(Given passage):
^^^^

Bees – Parasites, Pesticides, and Climate Change

By Chuck Dinerstein, MD, MBA — Mar 14, 2023
Bees are vital to our lives; without them, there would be no almonds, and few apples, onions, blueberries, carrots, or even, perish the thought, coffee. According to the Center for Biological Diversity, "more than half of North America’s 4,000 native bee species are in decline, with 1 in 4 species at risk of extinction.” The standard narrative in the words of Food and Water Watch is that “Bee colonies are in the midst of a massive die-off, thanks to dangerous pesticides that poison them and destroy their habitats.” A new study in Nature debunks that belief.

^^^^

(The data):
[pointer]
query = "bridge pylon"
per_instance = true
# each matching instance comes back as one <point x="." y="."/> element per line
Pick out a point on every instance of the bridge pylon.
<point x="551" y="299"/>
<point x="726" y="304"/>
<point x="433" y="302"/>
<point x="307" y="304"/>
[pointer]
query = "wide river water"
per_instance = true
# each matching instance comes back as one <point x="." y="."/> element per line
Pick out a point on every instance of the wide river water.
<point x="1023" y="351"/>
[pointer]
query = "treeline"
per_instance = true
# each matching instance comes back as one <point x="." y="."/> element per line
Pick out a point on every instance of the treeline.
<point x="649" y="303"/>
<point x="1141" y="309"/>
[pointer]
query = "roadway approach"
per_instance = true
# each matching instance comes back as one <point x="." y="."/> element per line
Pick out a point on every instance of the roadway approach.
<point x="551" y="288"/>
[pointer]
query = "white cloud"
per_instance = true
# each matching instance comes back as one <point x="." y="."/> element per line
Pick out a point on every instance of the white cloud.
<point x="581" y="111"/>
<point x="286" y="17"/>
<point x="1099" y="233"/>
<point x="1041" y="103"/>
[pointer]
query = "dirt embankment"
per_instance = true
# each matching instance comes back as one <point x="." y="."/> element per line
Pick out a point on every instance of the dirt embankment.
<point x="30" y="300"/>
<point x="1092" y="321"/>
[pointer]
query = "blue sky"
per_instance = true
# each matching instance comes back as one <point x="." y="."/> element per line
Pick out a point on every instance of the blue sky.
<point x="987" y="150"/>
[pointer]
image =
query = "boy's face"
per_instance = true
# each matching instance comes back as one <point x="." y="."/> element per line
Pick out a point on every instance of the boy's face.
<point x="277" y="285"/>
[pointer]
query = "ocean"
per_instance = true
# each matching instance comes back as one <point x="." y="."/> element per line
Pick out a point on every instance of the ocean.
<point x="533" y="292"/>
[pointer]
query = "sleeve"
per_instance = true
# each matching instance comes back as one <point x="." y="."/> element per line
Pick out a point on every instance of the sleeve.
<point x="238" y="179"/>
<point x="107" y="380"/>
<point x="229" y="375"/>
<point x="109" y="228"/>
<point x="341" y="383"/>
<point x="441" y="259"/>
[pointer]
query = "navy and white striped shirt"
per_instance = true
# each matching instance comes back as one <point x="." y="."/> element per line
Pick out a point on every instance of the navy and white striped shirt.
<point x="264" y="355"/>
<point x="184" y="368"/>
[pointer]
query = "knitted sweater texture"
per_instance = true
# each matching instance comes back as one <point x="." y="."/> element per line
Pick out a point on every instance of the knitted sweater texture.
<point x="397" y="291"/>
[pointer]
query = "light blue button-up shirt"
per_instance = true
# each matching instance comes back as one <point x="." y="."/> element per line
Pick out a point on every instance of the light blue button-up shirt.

^^^^

(Directions):
Answer these questions about the bee article:
1. Who wrote it?
2. How many native bee species does North America have, according to the Center for Biological Diversity?
3. In which journal did the new study appear?
The data have no part in this exercise.

(Answer):
1. Chuck Dinerstein, MD, MBA
2. 4,000
3. Nature